Find every line in the listing below that contains the word "lawn" and copy each of those lines.

— start —

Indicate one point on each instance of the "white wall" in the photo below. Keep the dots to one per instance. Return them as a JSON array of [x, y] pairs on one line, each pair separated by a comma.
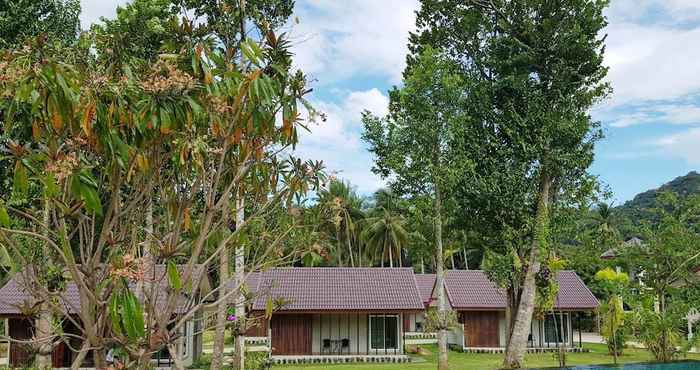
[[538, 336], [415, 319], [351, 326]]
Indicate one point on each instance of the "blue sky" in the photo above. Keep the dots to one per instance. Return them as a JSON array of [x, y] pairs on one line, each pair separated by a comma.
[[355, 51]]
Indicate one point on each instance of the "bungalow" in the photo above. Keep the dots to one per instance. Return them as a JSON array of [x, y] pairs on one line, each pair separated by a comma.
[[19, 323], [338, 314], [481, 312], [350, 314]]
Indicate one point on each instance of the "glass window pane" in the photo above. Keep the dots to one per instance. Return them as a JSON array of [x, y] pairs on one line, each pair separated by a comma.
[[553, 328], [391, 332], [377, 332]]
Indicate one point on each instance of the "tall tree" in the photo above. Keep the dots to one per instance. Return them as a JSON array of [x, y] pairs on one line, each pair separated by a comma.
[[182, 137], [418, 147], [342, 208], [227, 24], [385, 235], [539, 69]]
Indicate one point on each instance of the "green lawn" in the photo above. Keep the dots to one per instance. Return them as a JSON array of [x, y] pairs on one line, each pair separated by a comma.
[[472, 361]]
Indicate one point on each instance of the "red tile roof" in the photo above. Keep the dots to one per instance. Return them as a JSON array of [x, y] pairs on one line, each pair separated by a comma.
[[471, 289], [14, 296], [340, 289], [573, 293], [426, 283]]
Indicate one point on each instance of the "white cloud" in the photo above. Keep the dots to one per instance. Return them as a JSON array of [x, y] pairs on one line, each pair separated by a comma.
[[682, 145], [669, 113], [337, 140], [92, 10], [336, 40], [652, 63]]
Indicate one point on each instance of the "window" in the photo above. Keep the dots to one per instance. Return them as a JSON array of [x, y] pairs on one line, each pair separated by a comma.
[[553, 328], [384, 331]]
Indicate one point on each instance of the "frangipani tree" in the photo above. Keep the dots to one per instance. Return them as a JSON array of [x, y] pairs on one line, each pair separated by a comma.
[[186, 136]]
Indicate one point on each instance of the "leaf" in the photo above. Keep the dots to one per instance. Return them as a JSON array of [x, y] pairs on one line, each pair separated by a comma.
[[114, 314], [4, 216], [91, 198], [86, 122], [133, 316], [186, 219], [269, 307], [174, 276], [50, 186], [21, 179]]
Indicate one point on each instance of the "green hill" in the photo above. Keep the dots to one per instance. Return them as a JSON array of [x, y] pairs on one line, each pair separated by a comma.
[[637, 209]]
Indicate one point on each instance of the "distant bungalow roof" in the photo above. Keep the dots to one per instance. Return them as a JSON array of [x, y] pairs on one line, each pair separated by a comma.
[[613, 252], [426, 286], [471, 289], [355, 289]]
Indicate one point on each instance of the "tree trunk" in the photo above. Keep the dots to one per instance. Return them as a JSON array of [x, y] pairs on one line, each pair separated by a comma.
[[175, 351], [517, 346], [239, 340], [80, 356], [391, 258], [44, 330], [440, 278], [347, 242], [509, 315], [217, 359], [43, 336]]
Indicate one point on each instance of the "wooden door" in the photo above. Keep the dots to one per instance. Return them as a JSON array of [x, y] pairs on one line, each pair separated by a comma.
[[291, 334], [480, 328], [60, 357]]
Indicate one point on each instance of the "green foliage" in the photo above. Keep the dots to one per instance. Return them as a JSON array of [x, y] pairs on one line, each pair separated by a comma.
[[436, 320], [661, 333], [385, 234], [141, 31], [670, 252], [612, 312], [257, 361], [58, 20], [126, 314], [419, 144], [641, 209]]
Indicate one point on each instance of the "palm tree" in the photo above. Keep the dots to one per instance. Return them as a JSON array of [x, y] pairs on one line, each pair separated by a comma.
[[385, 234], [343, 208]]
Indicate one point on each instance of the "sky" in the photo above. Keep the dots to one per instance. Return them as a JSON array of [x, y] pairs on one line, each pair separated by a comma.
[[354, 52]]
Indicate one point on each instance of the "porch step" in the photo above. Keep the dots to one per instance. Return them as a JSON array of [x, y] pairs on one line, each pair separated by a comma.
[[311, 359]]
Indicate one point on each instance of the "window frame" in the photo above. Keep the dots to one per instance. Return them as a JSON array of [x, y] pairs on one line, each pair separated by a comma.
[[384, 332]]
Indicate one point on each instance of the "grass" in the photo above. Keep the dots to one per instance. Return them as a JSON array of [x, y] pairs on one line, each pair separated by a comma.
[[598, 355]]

— end —
— start —

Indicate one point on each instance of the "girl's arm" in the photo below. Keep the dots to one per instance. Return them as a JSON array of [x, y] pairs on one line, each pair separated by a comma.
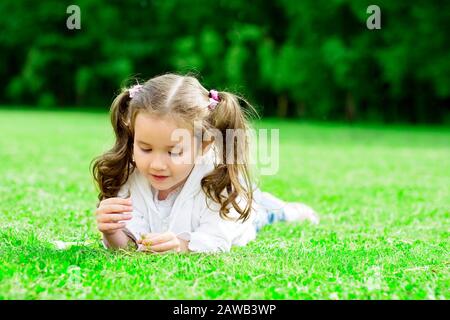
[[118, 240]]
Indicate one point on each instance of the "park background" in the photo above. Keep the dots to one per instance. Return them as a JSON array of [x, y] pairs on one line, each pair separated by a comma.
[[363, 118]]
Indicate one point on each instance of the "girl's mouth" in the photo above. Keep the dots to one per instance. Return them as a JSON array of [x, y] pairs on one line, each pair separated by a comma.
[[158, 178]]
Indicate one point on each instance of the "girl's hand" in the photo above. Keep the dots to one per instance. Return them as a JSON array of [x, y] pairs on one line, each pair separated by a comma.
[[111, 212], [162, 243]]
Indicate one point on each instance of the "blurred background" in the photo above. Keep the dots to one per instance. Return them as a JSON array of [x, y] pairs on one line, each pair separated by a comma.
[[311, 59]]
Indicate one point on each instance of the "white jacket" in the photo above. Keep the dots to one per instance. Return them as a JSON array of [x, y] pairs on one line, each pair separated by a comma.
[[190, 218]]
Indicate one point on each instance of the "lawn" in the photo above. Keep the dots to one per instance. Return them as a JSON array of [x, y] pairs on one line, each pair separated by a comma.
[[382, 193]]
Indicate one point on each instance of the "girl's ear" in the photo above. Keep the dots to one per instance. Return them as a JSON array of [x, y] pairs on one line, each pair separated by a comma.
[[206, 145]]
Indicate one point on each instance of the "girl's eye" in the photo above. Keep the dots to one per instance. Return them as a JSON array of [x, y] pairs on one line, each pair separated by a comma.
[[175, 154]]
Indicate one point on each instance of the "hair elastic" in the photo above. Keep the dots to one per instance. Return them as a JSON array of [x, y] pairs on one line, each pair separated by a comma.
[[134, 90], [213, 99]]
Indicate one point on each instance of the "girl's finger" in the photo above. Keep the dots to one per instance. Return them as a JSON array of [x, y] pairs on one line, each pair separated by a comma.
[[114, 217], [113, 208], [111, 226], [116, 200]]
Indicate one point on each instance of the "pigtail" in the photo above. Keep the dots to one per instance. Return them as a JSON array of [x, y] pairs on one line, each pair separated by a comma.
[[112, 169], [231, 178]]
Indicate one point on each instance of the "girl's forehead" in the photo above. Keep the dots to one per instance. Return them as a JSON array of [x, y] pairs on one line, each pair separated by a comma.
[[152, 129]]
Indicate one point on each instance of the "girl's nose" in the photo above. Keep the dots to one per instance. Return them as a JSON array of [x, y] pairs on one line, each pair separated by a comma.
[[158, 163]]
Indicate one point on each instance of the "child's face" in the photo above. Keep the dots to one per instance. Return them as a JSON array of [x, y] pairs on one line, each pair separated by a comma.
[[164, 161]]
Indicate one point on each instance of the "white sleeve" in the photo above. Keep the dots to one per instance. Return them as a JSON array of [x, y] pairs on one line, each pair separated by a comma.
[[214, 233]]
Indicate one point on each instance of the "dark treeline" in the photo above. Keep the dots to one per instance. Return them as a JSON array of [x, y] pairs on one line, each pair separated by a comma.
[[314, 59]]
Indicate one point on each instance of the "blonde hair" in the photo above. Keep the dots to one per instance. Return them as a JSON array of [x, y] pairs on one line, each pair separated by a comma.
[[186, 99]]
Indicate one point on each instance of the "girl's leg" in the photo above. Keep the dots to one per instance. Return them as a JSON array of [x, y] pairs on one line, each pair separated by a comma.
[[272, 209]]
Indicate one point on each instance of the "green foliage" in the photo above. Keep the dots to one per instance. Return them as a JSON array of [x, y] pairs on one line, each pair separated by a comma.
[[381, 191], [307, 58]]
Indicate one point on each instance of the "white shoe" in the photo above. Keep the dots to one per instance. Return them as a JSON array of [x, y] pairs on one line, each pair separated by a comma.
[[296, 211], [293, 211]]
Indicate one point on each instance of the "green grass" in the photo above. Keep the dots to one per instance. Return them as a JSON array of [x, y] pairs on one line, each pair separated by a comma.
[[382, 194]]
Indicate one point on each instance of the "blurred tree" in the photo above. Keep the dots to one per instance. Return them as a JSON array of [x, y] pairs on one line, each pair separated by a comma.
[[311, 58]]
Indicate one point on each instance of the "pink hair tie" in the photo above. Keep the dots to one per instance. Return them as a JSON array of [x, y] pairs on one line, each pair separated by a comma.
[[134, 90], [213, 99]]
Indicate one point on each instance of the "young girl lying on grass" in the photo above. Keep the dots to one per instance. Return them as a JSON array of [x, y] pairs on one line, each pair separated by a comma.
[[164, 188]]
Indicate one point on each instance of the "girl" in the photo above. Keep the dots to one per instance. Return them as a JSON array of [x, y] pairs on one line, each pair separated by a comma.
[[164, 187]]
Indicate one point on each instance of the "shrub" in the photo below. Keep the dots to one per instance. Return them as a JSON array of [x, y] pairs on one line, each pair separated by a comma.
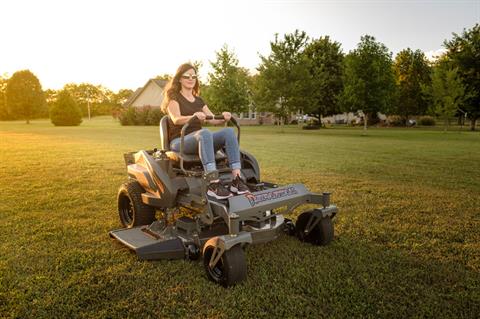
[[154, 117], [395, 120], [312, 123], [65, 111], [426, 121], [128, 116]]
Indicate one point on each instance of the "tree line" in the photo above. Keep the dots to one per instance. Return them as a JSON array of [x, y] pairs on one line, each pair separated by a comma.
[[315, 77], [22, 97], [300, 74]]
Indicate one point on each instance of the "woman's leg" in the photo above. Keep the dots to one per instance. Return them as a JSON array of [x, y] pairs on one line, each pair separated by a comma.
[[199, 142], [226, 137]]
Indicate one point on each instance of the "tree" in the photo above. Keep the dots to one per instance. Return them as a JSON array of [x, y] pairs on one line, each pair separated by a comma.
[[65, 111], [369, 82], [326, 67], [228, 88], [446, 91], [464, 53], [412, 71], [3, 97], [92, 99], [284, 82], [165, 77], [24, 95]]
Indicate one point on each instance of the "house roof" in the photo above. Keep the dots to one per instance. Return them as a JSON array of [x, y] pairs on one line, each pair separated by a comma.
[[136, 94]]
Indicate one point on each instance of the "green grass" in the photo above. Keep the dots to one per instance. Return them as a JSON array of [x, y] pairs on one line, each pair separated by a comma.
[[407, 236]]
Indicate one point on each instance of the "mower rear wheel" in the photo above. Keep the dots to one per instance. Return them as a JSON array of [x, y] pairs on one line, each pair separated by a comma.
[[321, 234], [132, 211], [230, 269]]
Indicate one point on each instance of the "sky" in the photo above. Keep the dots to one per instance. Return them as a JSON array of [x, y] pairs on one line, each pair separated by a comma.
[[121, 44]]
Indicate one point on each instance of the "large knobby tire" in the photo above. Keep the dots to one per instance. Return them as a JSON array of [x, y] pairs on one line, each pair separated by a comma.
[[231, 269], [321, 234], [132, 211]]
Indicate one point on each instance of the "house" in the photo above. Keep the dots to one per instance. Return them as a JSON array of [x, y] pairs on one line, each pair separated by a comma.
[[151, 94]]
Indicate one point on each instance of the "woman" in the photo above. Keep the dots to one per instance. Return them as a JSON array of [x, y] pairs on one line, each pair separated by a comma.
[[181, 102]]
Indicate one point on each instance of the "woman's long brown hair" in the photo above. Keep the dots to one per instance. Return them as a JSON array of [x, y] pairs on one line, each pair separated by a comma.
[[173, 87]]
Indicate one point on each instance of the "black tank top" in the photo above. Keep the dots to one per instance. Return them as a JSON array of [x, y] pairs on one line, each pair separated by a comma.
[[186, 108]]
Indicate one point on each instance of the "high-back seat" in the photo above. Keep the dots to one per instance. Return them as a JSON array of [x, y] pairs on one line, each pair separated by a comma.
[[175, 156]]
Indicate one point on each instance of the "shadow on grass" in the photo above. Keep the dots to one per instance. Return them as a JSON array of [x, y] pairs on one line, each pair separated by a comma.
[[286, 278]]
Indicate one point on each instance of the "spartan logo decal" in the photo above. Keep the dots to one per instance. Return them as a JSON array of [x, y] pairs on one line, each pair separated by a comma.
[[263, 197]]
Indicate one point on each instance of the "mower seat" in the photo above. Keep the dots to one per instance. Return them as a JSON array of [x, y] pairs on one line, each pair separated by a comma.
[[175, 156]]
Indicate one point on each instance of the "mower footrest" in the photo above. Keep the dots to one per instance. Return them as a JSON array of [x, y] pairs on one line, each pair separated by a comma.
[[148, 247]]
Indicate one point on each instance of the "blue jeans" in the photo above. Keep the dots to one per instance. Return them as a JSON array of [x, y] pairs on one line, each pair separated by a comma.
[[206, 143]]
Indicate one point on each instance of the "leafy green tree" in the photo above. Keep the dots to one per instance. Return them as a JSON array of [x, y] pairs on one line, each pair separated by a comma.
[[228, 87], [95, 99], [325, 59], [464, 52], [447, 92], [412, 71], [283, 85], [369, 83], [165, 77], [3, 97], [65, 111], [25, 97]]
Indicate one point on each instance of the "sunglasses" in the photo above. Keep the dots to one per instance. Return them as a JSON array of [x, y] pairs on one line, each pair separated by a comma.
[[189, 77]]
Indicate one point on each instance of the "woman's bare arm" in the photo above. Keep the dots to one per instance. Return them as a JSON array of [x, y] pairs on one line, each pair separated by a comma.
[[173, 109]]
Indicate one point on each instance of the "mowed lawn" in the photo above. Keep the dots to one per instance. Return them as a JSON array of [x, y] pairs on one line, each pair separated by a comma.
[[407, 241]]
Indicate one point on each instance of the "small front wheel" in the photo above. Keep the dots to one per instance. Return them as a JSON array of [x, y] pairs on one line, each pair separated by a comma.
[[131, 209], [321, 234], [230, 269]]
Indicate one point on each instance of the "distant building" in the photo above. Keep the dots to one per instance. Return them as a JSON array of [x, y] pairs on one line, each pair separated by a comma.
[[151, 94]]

— end —
— start —

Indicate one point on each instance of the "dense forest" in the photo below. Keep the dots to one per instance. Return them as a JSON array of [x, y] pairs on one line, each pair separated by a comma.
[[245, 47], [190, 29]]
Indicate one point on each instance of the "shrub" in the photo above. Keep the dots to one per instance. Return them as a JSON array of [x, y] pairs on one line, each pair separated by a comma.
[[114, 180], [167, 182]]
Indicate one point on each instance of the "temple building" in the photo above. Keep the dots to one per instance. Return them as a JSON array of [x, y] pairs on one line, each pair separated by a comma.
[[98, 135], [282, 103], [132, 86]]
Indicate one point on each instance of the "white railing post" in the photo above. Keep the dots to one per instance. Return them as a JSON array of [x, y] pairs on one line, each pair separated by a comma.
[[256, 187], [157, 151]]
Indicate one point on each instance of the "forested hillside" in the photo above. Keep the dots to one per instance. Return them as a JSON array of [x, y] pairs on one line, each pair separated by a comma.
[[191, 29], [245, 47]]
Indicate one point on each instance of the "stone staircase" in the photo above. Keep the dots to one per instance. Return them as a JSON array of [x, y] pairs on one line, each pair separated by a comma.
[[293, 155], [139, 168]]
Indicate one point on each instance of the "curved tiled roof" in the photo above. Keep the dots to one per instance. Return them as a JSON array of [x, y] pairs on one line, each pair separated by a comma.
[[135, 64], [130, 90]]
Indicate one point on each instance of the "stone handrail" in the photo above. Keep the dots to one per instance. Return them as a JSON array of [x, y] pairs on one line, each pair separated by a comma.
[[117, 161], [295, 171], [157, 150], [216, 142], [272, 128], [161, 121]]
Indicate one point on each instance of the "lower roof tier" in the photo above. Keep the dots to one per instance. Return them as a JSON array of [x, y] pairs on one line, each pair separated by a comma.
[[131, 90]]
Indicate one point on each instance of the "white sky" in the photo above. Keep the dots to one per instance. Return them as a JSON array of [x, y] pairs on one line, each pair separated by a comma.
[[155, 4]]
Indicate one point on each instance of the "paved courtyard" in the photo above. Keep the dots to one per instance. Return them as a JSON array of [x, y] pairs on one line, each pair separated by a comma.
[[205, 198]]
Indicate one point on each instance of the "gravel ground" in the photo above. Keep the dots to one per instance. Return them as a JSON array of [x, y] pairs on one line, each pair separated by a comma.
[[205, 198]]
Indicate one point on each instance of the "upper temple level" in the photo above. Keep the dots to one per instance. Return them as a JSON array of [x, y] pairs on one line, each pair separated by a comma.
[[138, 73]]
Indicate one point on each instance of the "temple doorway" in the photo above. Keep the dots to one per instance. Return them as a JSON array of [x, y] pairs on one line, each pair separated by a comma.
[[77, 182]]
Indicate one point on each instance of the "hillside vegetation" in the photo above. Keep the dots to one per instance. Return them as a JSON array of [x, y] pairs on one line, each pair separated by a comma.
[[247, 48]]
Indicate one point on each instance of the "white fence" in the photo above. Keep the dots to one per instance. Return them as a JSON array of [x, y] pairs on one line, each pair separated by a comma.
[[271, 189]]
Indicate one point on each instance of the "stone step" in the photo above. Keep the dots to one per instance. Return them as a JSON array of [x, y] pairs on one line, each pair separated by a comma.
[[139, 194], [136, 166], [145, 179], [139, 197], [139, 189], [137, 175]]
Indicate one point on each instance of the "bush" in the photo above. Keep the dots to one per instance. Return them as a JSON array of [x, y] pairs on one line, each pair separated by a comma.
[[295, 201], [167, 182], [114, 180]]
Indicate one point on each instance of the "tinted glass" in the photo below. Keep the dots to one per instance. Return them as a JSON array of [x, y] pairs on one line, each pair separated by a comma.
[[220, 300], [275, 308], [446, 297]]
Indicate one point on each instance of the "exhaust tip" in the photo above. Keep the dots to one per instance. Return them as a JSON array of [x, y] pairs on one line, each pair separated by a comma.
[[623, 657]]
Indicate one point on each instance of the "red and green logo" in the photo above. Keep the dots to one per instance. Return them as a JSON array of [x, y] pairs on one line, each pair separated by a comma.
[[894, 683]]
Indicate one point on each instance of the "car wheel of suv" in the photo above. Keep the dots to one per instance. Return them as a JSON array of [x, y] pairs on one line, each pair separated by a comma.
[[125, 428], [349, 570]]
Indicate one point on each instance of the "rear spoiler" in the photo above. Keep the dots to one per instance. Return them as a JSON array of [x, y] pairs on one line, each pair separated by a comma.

— end —

Solution:
Indicate one point on each instance of the "green lawn" in the photo above. Keep the dots to one per instance. Return them as a JSON array of [x, y] pairs on one line, each pair separated by a comma.
Indicate one point on each instance of the "lawn" in the photo above. Keep the dots to one per instance. Return them as a JSON array of [x, y] pairs on one line, each pair separated by a comma.
Indicate one point on each instance of the "mowed lawn" in the photo above. Keep the dots to one per instance. Return them as a JSON array of [x, y] pairs on one line, each pair separated by a comma.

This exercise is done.